Exercise materials:
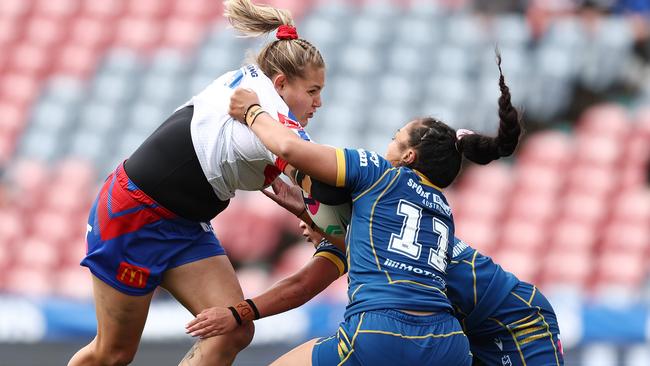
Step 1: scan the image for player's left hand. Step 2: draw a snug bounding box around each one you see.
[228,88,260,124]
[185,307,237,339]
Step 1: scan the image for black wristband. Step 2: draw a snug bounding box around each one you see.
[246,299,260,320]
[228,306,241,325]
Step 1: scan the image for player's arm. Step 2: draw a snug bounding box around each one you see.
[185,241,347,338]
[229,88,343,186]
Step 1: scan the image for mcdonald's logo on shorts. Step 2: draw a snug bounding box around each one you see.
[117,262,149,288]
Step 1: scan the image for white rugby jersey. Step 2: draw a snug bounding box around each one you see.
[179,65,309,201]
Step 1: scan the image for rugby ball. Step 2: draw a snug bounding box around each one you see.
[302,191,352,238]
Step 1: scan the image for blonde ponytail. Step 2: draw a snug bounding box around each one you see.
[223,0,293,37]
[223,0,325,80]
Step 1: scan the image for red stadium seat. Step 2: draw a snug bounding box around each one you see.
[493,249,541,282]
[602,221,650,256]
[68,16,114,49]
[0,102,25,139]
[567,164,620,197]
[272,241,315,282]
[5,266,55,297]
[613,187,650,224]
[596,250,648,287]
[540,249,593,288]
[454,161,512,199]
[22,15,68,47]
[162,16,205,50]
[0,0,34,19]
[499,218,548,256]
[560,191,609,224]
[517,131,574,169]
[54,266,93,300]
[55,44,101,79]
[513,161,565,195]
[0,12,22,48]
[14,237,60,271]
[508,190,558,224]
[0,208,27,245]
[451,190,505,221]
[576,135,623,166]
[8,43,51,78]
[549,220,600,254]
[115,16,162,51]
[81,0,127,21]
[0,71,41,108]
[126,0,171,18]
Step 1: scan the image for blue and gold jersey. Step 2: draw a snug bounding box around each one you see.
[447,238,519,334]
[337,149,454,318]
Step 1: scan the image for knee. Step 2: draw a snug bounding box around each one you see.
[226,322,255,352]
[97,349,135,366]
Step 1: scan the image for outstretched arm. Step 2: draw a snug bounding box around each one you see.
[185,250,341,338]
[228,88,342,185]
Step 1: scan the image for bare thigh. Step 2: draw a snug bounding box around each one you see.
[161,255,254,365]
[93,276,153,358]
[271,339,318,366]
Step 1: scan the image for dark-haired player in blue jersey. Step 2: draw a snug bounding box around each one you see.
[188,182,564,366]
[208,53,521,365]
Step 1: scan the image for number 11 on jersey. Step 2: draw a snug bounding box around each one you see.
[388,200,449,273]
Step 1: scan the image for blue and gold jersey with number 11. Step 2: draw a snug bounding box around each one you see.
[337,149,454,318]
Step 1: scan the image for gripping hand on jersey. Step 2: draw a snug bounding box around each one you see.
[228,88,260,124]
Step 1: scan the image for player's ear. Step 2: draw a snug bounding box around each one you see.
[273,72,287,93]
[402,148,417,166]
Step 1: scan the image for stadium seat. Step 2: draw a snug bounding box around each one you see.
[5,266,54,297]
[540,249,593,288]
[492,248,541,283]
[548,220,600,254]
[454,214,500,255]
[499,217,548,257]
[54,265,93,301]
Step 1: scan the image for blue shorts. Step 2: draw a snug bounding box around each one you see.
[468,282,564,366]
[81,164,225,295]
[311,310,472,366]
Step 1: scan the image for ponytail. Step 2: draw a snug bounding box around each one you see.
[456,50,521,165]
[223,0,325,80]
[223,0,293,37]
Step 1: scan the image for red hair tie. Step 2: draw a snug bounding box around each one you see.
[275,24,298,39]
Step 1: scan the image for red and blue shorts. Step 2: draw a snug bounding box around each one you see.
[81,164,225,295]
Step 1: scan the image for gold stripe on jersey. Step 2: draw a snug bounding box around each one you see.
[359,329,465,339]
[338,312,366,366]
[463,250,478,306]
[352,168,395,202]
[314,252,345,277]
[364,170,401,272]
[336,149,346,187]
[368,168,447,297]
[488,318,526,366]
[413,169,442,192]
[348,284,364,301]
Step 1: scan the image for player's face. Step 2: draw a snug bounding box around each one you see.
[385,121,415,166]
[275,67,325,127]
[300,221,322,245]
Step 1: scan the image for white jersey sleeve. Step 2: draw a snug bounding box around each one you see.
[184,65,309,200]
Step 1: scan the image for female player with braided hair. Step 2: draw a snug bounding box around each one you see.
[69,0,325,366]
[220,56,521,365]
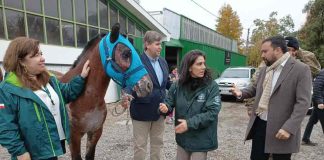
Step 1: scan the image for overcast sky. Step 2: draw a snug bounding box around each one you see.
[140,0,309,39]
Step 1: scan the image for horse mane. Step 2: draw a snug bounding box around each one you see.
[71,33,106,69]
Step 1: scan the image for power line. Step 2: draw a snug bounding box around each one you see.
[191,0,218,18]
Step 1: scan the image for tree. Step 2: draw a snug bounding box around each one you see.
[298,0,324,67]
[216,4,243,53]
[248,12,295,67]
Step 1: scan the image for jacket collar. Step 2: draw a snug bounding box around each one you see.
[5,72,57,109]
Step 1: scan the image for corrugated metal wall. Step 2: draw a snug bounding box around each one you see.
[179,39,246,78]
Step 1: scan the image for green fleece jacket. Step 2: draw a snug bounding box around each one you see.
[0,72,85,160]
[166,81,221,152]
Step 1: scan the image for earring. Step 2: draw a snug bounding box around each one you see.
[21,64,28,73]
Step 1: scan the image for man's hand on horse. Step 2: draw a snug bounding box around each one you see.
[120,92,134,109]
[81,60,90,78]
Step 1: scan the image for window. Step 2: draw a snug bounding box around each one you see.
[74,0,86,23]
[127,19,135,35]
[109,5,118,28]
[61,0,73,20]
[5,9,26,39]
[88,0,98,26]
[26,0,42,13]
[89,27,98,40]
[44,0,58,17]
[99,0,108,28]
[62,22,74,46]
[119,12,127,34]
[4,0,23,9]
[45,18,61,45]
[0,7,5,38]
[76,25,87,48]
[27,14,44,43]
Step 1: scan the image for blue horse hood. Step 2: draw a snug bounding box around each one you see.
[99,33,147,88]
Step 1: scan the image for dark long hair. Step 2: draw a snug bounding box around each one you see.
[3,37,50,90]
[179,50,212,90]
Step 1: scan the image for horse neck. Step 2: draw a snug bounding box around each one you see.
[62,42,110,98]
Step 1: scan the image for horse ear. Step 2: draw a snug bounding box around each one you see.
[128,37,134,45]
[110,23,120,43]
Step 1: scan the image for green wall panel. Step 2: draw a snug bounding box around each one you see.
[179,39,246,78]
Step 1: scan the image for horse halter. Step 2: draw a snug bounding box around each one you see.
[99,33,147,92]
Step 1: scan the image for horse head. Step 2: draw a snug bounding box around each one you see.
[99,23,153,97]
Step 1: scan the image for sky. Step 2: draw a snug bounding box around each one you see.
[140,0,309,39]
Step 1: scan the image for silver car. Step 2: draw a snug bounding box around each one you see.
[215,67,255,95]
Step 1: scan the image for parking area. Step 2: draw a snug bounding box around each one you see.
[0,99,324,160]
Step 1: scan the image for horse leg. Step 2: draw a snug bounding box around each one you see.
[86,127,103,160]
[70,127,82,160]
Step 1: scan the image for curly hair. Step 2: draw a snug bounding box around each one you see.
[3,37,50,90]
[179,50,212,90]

Problem description: Copy the stretch of the listing above from the line containing "Step 1: scan the image for number" through the line containing "[311,310,472,366]", both lines included, keeping every line unchanged.

Written response:
Step 1: scan the image for number 11 on jersey. Step 2: draw a snug bounding box around each one you see.
[388,200,449,273]
Step 1: scan the image for blue and gold jersey with number 11. Step 2: draw a snug bounding box around each one you see.
[337,149,454,318]
Step 1: scan the image for gripping hand on jersey. Step 2: draw a snug bounding box around each one you see.
[228,88,260,124]
Step 1: scan the image for player's ear. Step 2: draw a snug bounding box around each one you see.
[273,72,287,93]
[402,148,417,166]
Step 1: scan the image for stadium seat. Step 2: draw a snug bounding box around each one you see.
[5,266,54,297]
[540,249,593,288]
[492,248,541,283]
[548,220,600,254]
[454,214,500,255]
[499,217,548,257]
[54,265,93,301]
Step 1: scan the image for blue shorts. Step 2: draw a snug bounding box around each one you see.
[468,282,564,366]
[81,164,225,295]
[311,310,472,366]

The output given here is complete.